ASSIGNED TASK =>
Only the text belongs in the copy. Transcribe the data exactly and drop any pictures.

DATA EXTRACTS =>
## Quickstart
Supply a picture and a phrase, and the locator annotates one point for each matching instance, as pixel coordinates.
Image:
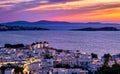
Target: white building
(9, 71)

WRITTEN SOLUTION =>
## Quickstart
Supply a picture and a phrase, and the locator annotates one point for each matching instance, as pixel coordinates.
Image:
Target: white building
(9, 71)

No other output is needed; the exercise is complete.